* _WRITTEN PROBLEM_
Count the lines in the records below that contain the string "sitting", matching case exactly. Reply with the number only.

* _ROWS_
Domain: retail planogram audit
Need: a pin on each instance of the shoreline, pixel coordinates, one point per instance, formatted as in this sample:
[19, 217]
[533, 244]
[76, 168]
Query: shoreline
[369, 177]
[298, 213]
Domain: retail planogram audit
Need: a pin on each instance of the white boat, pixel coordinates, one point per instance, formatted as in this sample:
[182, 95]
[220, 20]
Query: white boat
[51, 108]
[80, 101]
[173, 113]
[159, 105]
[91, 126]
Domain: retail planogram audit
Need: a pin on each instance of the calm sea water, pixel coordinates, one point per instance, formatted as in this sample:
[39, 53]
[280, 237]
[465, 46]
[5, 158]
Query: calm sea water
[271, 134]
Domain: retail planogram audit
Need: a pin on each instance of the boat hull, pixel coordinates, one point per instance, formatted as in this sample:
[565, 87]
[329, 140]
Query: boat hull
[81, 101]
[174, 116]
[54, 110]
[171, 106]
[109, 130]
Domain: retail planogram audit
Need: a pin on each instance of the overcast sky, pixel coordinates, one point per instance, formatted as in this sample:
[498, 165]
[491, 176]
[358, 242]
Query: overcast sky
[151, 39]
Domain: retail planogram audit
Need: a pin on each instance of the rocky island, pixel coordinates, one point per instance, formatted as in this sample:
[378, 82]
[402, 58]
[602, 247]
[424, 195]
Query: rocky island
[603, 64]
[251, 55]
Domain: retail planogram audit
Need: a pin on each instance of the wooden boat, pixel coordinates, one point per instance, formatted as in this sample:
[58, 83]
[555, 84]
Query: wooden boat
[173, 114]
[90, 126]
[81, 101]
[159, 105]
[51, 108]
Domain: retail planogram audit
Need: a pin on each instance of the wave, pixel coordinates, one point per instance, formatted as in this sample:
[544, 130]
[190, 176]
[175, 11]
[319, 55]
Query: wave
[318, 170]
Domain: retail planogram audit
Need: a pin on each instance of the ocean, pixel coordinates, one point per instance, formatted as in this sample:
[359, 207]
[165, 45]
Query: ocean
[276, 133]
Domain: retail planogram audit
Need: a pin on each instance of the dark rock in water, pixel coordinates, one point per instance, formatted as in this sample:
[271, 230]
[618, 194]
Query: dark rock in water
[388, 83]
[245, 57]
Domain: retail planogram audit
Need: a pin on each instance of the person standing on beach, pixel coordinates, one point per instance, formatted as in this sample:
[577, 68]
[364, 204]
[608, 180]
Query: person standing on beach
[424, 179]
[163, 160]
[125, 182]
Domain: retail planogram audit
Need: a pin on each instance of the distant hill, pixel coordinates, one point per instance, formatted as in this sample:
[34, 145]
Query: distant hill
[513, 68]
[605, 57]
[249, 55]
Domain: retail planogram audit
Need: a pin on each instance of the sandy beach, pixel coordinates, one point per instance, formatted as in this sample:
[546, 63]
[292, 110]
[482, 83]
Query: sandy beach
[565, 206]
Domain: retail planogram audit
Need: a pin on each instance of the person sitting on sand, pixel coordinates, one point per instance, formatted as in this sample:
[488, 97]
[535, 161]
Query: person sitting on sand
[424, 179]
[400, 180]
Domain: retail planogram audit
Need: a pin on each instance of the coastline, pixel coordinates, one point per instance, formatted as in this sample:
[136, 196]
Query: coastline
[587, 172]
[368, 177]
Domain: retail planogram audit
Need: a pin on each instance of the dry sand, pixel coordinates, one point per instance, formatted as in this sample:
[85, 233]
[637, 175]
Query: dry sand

* _RESULT OF THIS TASK_
2